----- LISTED ENTRIES -----

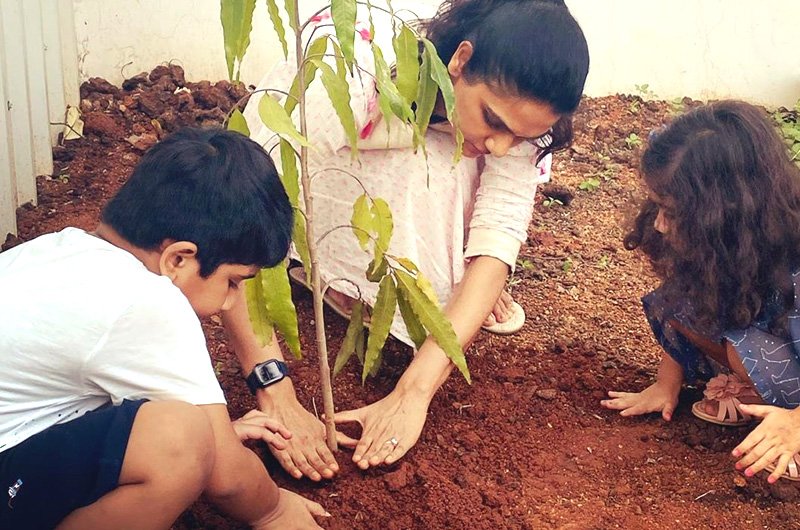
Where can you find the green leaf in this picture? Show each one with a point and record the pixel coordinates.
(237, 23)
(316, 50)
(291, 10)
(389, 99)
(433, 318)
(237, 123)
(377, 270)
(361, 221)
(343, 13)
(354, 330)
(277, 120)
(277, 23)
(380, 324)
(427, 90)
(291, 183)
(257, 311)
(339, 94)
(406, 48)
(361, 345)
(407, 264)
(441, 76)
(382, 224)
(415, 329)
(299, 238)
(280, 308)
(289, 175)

-----
----- LISTED ENTRIES -----

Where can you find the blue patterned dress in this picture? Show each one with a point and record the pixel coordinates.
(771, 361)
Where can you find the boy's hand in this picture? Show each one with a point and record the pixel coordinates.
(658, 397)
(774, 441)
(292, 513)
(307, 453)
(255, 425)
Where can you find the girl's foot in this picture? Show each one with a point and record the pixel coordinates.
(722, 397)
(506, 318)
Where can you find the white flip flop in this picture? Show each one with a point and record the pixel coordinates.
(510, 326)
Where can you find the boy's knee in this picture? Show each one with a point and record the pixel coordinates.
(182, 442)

-----

### [WORK REQUIRED]
Pull out each line in the entries above that contains the string "coordinates".

### [FULL ANSWER]
Where can you find the green leaf in this picture? Show each one with a point and record the pixel coordinates.
Where can you find the blue patterned dress in this picture? Show each one with a point and record the pixel coordinates.
Where can you find the boy's hand in this picture? Show each one with a point and record the pixel coordinates.
Where can you find the girl's foot in this picture? Show each one with a point and record the pixel coordinates.
Where can you find the white flip flop in this picture? Show each one with a point and record the pixel coordinates.
Where can you find the boy's knee in this picture? Show each one with a point and record the pixel coordinates.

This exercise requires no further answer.